STATED PROBLEM
Reproduce every line of the data below, multiplying each coordinate in the answers by 2.2 and rounding it to a whole number, with halves rounded up. Leave the sample coordinates in the format lines unchanged.

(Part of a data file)
────────────────────────────────────────

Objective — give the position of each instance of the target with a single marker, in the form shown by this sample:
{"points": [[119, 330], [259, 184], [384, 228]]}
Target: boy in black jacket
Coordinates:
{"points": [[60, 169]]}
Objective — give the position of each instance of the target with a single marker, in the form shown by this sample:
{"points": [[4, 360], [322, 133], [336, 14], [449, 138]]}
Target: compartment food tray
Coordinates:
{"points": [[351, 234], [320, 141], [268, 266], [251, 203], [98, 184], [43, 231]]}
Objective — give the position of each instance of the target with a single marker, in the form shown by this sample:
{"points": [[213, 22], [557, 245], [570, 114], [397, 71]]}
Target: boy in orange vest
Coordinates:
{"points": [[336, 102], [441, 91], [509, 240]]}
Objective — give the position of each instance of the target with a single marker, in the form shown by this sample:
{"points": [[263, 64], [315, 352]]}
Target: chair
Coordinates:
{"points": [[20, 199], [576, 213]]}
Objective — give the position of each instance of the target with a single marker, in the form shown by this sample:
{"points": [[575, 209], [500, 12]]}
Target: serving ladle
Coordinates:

────────────────────────────────────────

OUTPUT BELOW
Objective — give the position of each instance of the target with a single marker, in the form shown by this sample:
{"points": [[119, 330], [259, 184], [384, 228]]}
Target: boy in black jacket
Coordinates:
{"points": [[132, 372]]}
Objective — give the position of each instance of the target with a single marker, in the form shown by this sample:
{"points": [[4, 360], [322, 133], [336, 14], [449, 138]]}
Target: compartment food tray
Coordinates:
{"points": [[772, 515], [704, 310], [590, 585], [552, 447], [216, 405], [95, 508]]}
Objective — give the position of each instance of the target with a single marker, in the form shown by this sample:
{"points": [[213, 22], [557, 245], [570, 114], [397, 71]]}
Target: boy in orange vest
Coordinates:
{"points": [[739, 224], [970, 200], [1120, 528]]}
Objective — give the position of each instance of the target with a single marker, in the form shown by this sample:
{"points": [[263, 64], [315, 352]]}
Target: chair
Coordinates:
{"points": [[44, 438], [1267, 469]]}
Objective — give the position of each instance of the target with a single marker, in the form shown by this sample:
{"points": [[575, 209], [500, 12]]}
Target: serving ladle
Coordinates:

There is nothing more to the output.